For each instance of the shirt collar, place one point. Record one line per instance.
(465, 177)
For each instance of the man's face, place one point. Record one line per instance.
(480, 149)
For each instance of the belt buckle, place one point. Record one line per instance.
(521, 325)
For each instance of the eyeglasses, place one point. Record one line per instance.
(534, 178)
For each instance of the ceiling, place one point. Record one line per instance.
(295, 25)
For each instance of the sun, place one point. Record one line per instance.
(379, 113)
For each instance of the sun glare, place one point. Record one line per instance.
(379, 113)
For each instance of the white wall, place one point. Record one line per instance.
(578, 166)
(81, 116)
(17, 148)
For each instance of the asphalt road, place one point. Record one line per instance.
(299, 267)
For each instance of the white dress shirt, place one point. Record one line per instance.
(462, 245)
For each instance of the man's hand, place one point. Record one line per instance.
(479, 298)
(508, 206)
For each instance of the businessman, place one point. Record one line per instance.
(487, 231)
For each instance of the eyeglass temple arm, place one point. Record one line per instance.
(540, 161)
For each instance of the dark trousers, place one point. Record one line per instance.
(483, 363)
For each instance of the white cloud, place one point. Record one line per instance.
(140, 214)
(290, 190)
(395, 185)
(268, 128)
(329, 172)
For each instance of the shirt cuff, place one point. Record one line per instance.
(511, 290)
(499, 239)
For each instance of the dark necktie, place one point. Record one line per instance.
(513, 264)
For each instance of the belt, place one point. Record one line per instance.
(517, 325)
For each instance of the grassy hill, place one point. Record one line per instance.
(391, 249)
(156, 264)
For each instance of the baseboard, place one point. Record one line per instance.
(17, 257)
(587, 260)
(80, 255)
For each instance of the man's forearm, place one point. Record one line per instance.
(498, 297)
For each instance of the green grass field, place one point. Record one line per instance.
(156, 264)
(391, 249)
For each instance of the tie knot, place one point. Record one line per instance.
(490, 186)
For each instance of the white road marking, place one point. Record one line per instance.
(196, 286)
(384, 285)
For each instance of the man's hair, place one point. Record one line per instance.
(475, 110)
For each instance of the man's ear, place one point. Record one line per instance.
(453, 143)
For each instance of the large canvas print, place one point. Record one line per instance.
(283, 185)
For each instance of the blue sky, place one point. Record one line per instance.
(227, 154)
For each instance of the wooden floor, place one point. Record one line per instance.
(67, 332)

——

YOUR OBJECTIVE:
Reproduce every line of the listing above word for word, preserving the original order.

COMPLETED TASK:
For each instance of the shirt collar, place one point. Record one line per instance.
(465, 177)
For each instance of the man's face, place one point. Record one line per instance.
(480, 149)
For each instance of the belt buckle, place one point. Record one line per instance.
(521, 325)
For each instance of the eyeglasses, place one point. Record one line per instance.
(534, 178)
For each instance of the ceiling, place one point. Record one line per instance.
(295, 25)
For each instance of the sun, place one point. Record one line per instance.
(379, 113)
For each instance of the sun glare, place one point. Record one line per instance.
(379, 113)
For each instance of the white wall, place one point. Record one line per instance.
(578, 166)
(81, 116)
(17, 148)
For each instance of the asphalt road, place one point. Record one line per instance.
(299, 267)
For each instance of the white dress shirt, place one point. Record one line per instance.
(462, 245)
For each instance of the man's hand, place one point. Record one line per instance.
(479, 298)
(508, 206)
For each instance of the businessman, place one point. Record one line per instance.
(487, 231)
For each instance of the eyeglass temple arm, place one point. Record one line per instance.
(540, 161)
For each instance of the dark trousers, place one point. Record one line per instance.
(483, 363)
For each instance of the white cloud, place one point. Record one line per instance.
(140, 214)
(290, 190)
(395, 185)
(268, 128)
(329, 172)
For each instance of the shirt cuff, place one point. Record one line per instance.
(511, 290)
(499, 239)
For each instance of the dark necktie, place one point. Record one line per instance.
(513, 264)
For each instance of the belt, place one point. Record one line per instance.
(517, 325)
For each instance of the grassy hill, place one point. Record one line per instance.
(391, 249)
(156, 264)
For each instance of the baseboard, place one point. Record one line per instance.
(17, 257)
(587, 260)
(80, 255)
For each instance of the man's forearm, place one point. Record one line per instance.
(498, 297)
For each instance of the green grass field, place one point. Record one line per instance.
(156, 264)
(391, 249)
For each instance of the tie knot, place one point. Record one line per instance.
(490, 186)
For each instance of the white road marking, place one point. Record one line per instance.
(196, 286)
(384, 285)
For each instance of the man's hair, place one point. Record one line per instance.
(475, 110)
For each instance of the man's ear, place one point. Record one line per instance.
(453, 143)
For each instance of the large canvas print, place one point. Record one line per instance.
(283, 185)
For each instance of the blue sky, place one point. Record one line per instance.
(227, 154)
For each instance of the wooden floor, place one point. Record one line per instance.
(67, 332)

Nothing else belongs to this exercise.